-- SOURCE EXTRACT follows --

Ever wonder what the sounds your joints make mean?
Have you tried to sneak up, creep quietly about for a surprise or try to not wake anyone up? But then, ‘CRACK! POP!’ and the gig is up! That unsuspecting person is now FULLY aware that you are near since your creaking joints have given your whereabouts away…sigh.
Here’s a quick resource for joint sounds that are good, ok and bad based on the the article Joint Sounds and How Ligaments Respond to Orthobiologics
Pops and Cracks: Generally, if the sounds come and go then these are GOOD sounds that a joint makes. As stated in the article above, ” pops and cracks are caused by nitrogen bubbles in joint fluid. ”
Crepitus: This sounds like ‘Rice Krispies’ being crushed and is an OK sign if you are pain free. Crepitus does indicate some level of arthritis is forming and that the joint cartilage is roughened or missing. This sound is most common at the knee cap.
What can you do to decrease this crepitus sound? DECREASE INFLAMMATION and start the healing process.
You can simply stop doing the activity that is causing the crepitus which is more than likely weight bearing. But if you can’t do that since it may be a job requirement, then you need to slow down the inflammatory process by wearing a brace, taking NSAIDS or Ibuprofen, Turmeric or tart cherry juice concentrate.
Clunk: This sound is a DEEP clunk and indicates joint instability which is BAD.
One reason this clunk sound may be happening is that a ligament or tendon is snapping over a joint. Done repetitively, the ligament or tendon will begin to shred and lose its strength.
Another reason for the clunk sound is that a bone is rotating off its axis on another bone. Imagine a tower of blocks and one of the blocks is askew or not lined up with the rest of the blocks. This can happen in the adult spine and is known as listhesis. Listhesis is a hyper mobile vertebrae in the spine most commonly seen in aged adult spines with scoliosis or spondylolisthesis.
What can you do to decrease or stop the clunk sound? STABILIZE the joint. Sometimes a brace can help or strength exercises. But if these don’t work, then it’s time to see your physical therapist and figure out a plan.
So there’s my quick guide to joint sounds: POP, CRACK, CREPITUS and CLUNK and what they may mean to you and your health.

-- SOURCE EXTRACT concluded --
-- DATASET EXTRACT follows --

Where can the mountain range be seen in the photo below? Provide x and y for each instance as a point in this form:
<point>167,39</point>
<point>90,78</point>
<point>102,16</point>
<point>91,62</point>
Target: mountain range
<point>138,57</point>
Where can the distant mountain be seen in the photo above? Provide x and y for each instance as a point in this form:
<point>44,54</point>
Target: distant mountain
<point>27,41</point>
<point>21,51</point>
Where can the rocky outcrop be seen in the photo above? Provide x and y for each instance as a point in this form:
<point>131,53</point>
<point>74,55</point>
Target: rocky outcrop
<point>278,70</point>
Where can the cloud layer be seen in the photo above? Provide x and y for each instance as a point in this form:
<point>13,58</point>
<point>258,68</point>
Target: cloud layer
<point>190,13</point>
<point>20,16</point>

-- DATASET EXTRACT concluded --
-- DATASET EXTRACT follows --

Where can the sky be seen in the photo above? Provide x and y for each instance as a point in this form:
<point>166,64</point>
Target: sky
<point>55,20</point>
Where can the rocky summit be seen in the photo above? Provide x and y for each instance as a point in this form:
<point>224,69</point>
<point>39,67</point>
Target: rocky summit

-- DATASET EXTRACT concluded --

> **WHAT YOU NEED TO DO**
According to the joint-sounds guide, what causes pops and cracks in a joint? Rely only on the joint-sounds guide.

> **OUTPUT FOR THIS TASK**
Nitrogen bubbles in joint fluid.